WORK ORDER – Every line below between the line holding "Where can the ferret face" and the line holding "Where can the wooden plank", inclusive, should be repeated exactly, and all other lines omitted.

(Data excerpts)

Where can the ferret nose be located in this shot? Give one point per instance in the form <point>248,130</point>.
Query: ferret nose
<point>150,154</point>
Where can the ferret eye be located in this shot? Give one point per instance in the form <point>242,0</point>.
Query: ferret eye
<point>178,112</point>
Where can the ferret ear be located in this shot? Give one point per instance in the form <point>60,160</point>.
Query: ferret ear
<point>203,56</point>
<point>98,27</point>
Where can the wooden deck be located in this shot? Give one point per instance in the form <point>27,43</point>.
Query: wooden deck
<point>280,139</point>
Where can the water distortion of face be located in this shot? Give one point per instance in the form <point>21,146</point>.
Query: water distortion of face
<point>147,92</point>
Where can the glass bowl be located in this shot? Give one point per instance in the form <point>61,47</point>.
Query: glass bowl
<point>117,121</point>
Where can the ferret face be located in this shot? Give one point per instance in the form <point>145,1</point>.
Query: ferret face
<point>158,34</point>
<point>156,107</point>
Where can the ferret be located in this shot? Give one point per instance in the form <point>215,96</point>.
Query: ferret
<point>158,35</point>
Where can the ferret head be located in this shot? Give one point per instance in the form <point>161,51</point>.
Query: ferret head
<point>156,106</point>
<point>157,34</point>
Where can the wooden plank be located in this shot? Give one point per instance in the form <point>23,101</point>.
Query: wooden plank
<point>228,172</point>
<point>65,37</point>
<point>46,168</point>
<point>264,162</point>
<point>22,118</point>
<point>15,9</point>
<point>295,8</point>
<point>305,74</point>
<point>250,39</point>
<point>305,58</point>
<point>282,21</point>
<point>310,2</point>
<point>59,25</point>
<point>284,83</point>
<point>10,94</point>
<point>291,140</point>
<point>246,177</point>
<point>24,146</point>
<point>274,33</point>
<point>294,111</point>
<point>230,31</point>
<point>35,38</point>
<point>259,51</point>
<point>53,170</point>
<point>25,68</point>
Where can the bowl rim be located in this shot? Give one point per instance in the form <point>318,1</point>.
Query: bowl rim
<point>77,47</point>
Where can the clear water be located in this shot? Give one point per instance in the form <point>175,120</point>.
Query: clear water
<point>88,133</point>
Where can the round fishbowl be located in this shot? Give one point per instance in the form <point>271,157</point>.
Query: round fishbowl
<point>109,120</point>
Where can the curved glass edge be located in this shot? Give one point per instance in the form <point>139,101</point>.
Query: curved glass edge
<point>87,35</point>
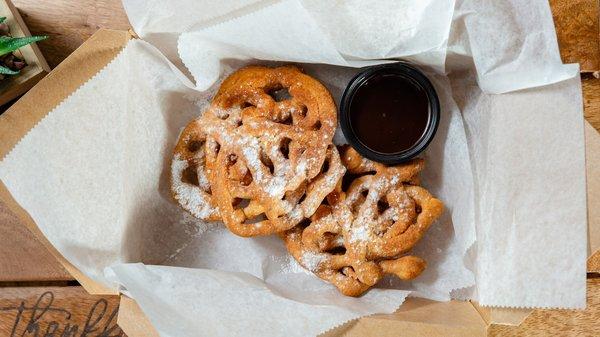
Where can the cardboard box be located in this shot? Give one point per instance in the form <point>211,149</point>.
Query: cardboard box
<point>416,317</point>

---

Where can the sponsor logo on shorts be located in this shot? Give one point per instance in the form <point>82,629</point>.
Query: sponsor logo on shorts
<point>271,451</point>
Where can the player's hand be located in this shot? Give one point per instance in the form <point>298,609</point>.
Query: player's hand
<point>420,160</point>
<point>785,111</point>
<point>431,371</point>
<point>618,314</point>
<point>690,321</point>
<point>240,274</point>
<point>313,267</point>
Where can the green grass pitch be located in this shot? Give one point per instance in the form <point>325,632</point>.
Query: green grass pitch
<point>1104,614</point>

TASK SOLUTION –
Where can the ferret face be located in this shot? Give one point per instance in the form <point>145,1</point>.
Query: ferret face
<point>158,34</point>
<point>156,107</point>
Where can the ferret be located in this shot? Give one point per instance in the form <point>215,96</point>.
Query: ferret
<point>158,35</point>
Where can the ferret head be located in this shot? Give one point per instance in the form <point>161,51</point>.
Query: ferret head
<point>156,106</point>
<point>157,34</point>
Where can the wooden plank be located in this shot? Give one point per instance in the form <point>23,101</point>.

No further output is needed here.